WHAT IS BEING ASKED >> Set every line down exactly, from the one that has "this sample: (196,243)." through the final one, and keep the pictures out.

[Point annotations for photos]
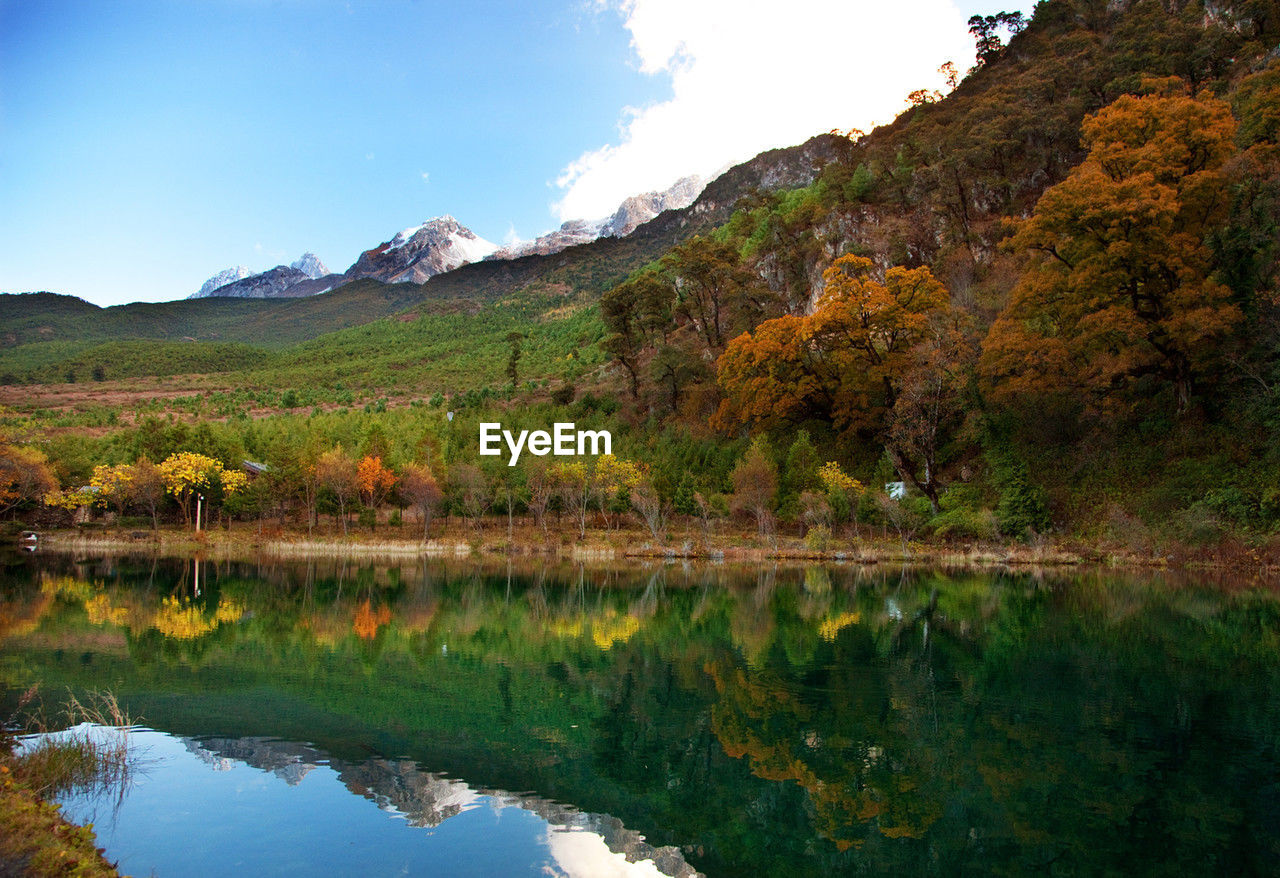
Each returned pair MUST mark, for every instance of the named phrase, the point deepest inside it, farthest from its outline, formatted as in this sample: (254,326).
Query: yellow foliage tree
(187,474)
(1119,280)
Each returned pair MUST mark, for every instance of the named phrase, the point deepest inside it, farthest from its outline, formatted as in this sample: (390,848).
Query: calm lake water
(364,718)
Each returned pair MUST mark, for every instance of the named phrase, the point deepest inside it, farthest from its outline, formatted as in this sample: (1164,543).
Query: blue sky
(145,146)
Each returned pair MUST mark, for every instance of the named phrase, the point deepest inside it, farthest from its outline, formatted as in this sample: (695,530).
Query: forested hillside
(1046,301)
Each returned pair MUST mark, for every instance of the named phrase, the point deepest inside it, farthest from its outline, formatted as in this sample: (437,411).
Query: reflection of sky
(183,818)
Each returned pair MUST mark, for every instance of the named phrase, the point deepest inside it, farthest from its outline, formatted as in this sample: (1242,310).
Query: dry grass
(88,755)
(91,755)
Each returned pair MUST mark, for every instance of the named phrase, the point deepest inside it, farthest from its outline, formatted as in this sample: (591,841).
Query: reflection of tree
(850,780)
(776,722)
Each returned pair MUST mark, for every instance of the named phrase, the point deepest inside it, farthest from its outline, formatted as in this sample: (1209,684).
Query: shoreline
(631,545)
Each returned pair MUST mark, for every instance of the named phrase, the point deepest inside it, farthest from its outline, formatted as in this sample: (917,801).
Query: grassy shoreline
(461,540)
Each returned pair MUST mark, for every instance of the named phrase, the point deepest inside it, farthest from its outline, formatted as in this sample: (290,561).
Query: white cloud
(754,74)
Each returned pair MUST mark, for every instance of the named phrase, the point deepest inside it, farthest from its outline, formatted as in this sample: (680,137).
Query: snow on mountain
(421,251)
(310,265)
(222,279)
(630,215)
(280,282)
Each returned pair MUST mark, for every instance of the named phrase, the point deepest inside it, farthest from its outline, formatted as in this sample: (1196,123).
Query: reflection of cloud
(583,854)
(581,845)
(748,76)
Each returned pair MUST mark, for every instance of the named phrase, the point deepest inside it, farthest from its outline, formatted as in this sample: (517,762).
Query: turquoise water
(382,718)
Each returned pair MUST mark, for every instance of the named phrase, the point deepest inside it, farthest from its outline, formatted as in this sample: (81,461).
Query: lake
(466,718)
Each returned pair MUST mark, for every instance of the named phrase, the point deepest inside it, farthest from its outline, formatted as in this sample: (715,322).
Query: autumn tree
(649,504)
(187,474)
(1119,280)
(336,471)
(420,488)
(931,401)
(146,488)
(373,480)
(540,485)
(846,362)
(469,492)
(112,484)
(24,475)
(755,485)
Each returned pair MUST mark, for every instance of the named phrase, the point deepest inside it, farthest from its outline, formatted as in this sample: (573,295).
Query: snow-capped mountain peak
(222,279)
(310,265)
(423,251)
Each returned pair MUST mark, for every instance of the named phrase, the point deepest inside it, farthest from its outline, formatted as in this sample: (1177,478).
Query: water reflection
(769,721)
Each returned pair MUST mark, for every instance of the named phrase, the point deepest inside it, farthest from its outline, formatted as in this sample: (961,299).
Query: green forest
(1043,303)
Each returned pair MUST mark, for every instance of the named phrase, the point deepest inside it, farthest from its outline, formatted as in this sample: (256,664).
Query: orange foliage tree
(849,361)
(373,480)
(1119,279)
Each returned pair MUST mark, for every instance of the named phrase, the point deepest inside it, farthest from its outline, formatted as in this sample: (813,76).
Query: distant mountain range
(440,245)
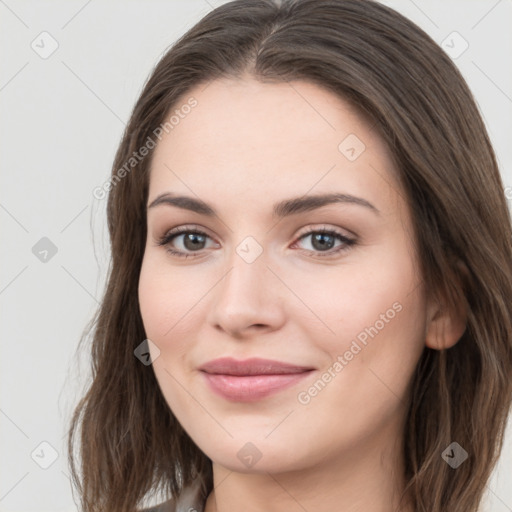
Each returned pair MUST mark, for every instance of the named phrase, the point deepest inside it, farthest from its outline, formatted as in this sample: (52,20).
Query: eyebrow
(282,209)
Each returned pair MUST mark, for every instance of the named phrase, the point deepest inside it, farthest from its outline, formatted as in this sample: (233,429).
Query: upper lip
(252,366)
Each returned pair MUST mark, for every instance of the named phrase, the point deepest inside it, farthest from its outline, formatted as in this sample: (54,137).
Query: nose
(248,299)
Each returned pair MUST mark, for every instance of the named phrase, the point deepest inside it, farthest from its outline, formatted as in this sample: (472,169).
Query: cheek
(168,298)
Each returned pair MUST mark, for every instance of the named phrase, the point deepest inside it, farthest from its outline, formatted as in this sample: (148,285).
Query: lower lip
(253,387)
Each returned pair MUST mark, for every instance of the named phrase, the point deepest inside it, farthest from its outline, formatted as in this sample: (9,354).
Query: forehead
(256,140)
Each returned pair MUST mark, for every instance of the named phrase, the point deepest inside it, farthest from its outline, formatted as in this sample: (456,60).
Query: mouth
(251,379)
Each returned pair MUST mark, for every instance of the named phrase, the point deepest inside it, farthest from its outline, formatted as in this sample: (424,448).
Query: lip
(251,379)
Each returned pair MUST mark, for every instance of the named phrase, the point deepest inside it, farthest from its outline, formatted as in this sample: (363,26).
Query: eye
(191,240)
(323,242)
(194,240)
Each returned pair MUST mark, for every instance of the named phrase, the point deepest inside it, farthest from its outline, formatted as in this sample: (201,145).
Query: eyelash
(348,242)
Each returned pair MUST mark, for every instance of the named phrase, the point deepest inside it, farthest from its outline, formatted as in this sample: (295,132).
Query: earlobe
(444,327)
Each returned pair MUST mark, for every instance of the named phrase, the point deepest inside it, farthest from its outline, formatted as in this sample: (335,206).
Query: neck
(366,479)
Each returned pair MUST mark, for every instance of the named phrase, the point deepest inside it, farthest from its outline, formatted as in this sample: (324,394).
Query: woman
(310,299)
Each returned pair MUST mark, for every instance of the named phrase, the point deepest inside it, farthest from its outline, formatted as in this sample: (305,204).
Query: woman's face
(342,314)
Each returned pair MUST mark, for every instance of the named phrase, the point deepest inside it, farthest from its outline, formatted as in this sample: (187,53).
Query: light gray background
(61,121)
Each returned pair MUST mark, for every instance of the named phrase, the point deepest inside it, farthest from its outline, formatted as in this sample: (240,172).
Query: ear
(445,326)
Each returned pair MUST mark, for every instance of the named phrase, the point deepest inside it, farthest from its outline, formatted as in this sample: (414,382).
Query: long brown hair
(130,442)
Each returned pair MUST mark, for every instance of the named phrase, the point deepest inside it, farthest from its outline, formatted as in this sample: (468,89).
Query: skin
(244,147)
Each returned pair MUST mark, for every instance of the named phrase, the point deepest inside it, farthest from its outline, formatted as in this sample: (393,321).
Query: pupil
(193,238)
(320,240)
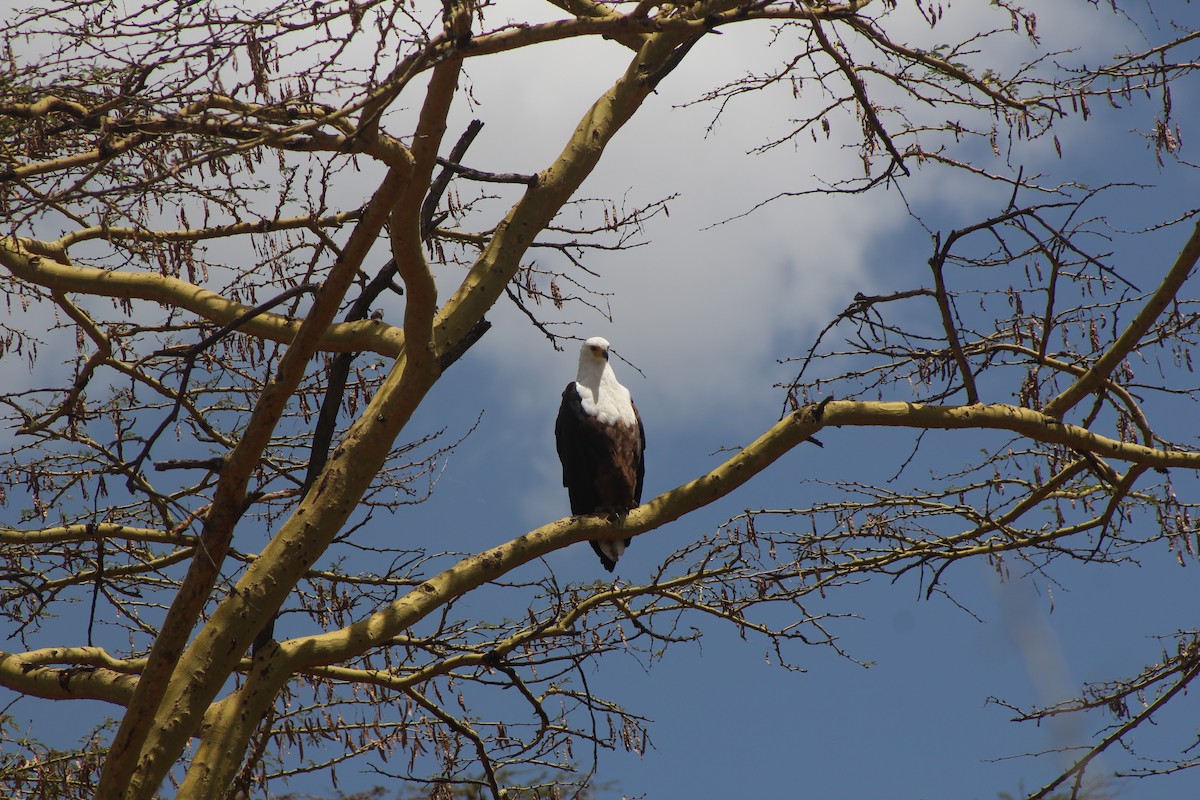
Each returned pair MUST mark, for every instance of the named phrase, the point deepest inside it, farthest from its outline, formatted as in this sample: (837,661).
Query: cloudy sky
(705,312)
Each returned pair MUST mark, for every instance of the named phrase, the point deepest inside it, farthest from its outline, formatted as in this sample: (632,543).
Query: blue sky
(705,313)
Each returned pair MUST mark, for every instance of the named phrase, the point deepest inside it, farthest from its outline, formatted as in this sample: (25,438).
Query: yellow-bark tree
(137,142)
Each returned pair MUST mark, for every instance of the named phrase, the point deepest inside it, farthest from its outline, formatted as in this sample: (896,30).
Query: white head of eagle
(601,444)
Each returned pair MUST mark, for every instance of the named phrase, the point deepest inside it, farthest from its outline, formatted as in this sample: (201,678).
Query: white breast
(607,401)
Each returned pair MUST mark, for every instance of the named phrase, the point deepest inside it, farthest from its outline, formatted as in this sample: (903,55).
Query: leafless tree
(171,175)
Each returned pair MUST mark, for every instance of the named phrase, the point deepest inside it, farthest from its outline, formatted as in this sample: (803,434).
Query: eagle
(601,444)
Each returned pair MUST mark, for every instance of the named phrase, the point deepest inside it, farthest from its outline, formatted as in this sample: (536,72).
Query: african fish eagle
(600,443)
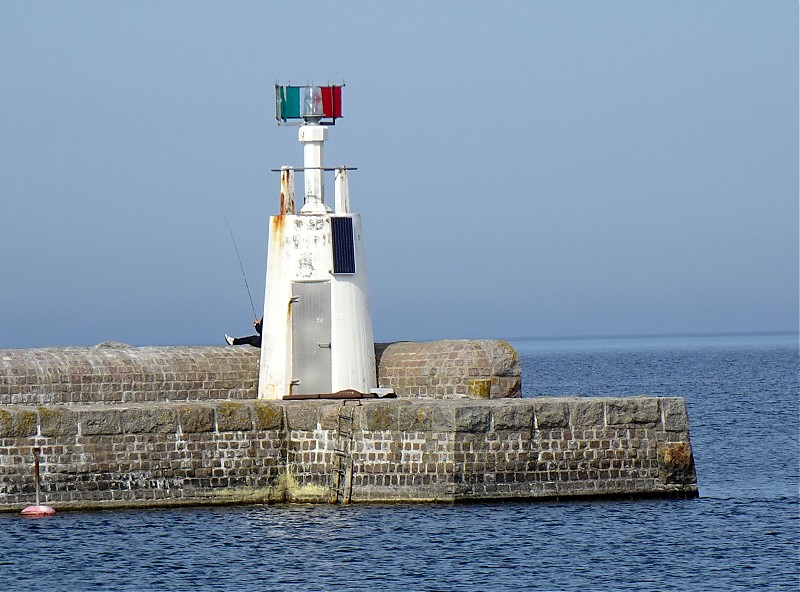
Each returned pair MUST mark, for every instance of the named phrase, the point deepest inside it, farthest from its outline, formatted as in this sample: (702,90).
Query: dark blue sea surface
(743,533)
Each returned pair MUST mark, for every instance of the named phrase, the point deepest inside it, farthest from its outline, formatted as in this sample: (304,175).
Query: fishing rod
(233,240)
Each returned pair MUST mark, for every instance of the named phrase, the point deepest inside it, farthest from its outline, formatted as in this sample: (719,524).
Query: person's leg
(254,340)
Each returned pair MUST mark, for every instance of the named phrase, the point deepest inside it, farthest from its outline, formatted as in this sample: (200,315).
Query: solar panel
(344,256)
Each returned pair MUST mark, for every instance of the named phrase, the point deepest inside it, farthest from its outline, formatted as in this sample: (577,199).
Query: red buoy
(37,511)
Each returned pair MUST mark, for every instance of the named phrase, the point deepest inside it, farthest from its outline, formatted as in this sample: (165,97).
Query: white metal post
(313,137)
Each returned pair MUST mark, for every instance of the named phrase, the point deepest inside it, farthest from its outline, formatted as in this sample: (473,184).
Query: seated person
(254,340)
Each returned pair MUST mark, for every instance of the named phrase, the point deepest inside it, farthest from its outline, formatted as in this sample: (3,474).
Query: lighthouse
(317,330)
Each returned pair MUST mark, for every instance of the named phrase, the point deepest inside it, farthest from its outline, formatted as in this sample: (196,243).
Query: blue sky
(524,168)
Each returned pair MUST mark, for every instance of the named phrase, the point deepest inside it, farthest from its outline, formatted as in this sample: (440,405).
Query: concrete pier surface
(132,434)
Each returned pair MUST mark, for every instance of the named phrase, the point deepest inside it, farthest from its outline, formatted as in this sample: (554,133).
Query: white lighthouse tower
(317,329)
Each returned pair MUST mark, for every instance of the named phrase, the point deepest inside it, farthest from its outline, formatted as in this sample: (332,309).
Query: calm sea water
(743,533)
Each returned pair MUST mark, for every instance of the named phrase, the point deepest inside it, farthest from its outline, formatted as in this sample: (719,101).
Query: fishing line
(233,240)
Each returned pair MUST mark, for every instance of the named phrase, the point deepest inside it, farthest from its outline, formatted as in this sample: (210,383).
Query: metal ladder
(342,475)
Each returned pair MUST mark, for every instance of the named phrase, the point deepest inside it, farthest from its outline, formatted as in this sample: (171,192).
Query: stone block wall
(453,369)
(117,373)
(401,450)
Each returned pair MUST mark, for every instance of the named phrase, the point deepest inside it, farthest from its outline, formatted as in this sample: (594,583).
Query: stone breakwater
(112,373)
(118,426)
(400,451)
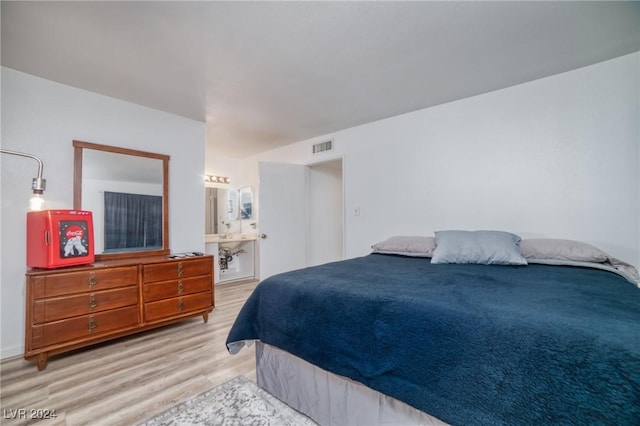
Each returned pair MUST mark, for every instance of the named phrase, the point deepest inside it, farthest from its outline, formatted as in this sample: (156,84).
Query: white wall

COMPLETE RESPONSE >>
Each returned pair MUST mark, for every instance of the named phrase, the point deepest inside it, farthest from its outline, formatted as in this sample: (196,243).
Query: blue sky
(524,168)
Each returned pair MUST mark, for every instance of the named phrase, the point deepest inside it, farthest from its outline, formatted as in this sample: (440,405).
Query: concrete pier surface
(132,434)
Each returned pair MUST mark, for every instance of the named phrase, the point deepest inside it, farthest from its outline, formatted as in this sample: (554,133).
Query: white lighthouse tower
(317,329)
Each returned pair MUST mark, for every instance of the named phrase, the point deepest inside it, farthest from its outline, formatted as in this sample: (332,309).
Query: calm sea water
(743,533)
Each returned pair MUST mark, for every instance of the named phrase, the point deepest inside it, farthest from its outline, formatted as in this sample: (719,101).
Query: fishing line
(233,240)
Each returned pair MUST mark, for every instance of the named phrase, the point deepest inside it, farthest from its outline, formatted as in this sample: (210,383).
Query: metal ladder
(342,475)
Each returned pair MUST mark, for every instance of the named phrase, the point deepest inside it, farthest from its outline, formatted as in this sample: (171,192).
Query: stone block wall
(453,369)
(117,373)
(401,450)
Each returned pair MUST mark, for every instance of the named phrase, the point deepest inside it, farthest from its outline, formatted as in this sample: (594,583).
Query: stone breakwater
(112,373)
(118,426)
(400,451)
Each returned pair MUST mark, for every instance of the named phrase, the point deepest inside it, farthest from its outline, formatted as in this sample: (156,84).
Query: white wall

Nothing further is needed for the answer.